Directions
Please retype each of the entries below word for word, leaving the pictures out.

Excerpted data

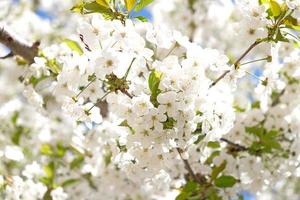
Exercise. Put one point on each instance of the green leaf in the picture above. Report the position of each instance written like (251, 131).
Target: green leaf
(258, 131)
(213, 145)
(191, 186)
(142, 4)
(217, 170)
(142, 18)
(275, 8)
(14, 118)
(77, 162)
(103, 3)
(200, 138)
(69, 182)
(153, 82)
(169, 124)
(211, 157)
(107, 158)
(49, 170)
(225, 181)
(94, 7)
(130, 4)
(60, 150)
(46, 149)
(74, 46)
(53, 66)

Result below
Exercise. Put one point on each instance of the green leaf in the picture above. Report the position of each instance written like (251, 131).
Target: green leaf
(258, 131)
(213, 145)
(191, 186)
(142, 4)
(217, 170)
(142, 18)
(275, 8)
(14, 118)
(77, 162)
(103, 3)
(200, 138)
(69, 182)
(153, 82)
(169, 124)
(211, 157)
(107, 158)
(49, 170)
(225, 181)
(94, 7)
(130, 4)
(60, 150)
(46, 149)
(74, 46)
(53, 66)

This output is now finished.